> EXERCISE DETAILS: Convert the records, starting with the line that contains "Please segment every instance of the <item>street" and going on through the line that contains "85L101 83L101 69L100", into a two-column CSV with one row per record. Put the record's text in column input and its answer in column output, each as a single quoted field with line breaks replaced by spaces.

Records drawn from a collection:
────────────────────────────────────────
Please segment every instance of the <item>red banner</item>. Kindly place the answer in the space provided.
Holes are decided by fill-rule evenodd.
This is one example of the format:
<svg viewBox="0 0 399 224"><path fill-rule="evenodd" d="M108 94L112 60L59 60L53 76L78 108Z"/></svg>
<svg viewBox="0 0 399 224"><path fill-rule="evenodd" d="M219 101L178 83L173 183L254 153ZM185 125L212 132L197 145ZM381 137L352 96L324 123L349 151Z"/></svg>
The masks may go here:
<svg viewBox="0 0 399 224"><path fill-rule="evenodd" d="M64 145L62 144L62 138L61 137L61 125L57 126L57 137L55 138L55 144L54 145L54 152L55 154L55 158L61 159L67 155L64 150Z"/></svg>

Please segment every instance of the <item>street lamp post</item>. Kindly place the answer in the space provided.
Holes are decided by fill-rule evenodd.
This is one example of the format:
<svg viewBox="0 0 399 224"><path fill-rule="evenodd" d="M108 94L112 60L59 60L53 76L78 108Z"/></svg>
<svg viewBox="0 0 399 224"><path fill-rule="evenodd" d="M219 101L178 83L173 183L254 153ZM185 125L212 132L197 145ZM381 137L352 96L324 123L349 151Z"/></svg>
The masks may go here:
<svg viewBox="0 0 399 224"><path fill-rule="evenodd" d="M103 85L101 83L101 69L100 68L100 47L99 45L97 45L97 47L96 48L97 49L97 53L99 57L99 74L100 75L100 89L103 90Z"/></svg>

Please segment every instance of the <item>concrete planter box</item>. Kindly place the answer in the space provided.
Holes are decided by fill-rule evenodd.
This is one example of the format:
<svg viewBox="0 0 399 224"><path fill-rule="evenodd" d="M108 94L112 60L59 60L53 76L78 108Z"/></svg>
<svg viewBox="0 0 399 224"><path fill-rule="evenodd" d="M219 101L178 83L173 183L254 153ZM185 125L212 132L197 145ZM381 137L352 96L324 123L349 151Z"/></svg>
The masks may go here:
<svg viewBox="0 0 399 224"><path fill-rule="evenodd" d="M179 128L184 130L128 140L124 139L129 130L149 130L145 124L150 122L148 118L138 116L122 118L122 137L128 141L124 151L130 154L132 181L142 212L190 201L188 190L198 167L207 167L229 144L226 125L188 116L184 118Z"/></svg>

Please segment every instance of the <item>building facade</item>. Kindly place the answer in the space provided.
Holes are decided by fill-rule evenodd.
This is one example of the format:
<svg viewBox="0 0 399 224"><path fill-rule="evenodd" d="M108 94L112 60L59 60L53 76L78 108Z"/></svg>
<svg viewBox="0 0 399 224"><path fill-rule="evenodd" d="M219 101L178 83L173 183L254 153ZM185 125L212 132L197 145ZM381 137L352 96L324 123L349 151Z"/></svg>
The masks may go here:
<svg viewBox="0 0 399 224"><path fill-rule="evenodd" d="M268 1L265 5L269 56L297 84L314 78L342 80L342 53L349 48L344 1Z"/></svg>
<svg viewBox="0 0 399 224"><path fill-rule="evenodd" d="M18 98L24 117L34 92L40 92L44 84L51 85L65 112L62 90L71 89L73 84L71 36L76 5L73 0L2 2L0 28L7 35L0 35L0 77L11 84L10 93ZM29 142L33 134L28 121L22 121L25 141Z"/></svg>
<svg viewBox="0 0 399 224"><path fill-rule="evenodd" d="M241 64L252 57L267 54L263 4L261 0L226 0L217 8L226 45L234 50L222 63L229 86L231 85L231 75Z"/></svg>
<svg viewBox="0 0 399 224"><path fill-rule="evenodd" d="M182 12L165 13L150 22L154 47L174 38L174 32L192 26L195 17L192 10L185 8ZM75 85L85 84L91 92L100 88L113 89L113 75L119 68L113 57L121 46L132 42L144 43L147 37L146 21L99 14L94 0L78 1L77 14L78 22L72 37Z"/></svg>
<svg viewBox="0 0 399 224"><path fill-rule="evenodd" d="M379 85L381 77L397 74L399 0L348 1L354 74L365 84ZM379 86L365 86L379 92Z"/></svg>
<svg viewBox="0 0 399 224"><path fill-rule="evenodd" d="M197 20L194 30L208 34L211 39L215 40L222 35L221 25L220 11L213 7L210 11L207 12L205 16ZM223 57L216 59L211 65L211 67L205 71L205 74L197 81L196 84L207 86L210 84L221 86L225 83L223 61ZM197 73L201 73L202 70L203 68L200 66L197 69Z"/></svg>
────────────────────────────────────────
> SOLVED EXERCISE:
input,output
"Please segment every instance of the <item>street lamp post</item>. Kindly place the answer in the space provided. Holes are decided by fill-rule evenodd. This is one example of the format: <svg viewBox=""0 0 399 224""><path fill-rule=""evenodd"" d=""M108 94L112 60L59 60L53 76L78 108Z""/></svg> <svg viewBox=""0 0 399 224""><path fill-rule=""evenodd"" d=""M219 101L178 83L173 183L254 153ZM185 125L212 132L197 145ZM381 137L352 96L324 123L349 151Z""/></svg> The masks may go here:","<svg viewBox=""0 0 399 224""><path fill-rule=""evenodd"" d=""M103 85L101 83L101 69L100 68L100 47L99 45L97 45L97 47L96 48L97 49L97 53L99 57L99 74L100 75L100 89L103 90Z""/></svg>"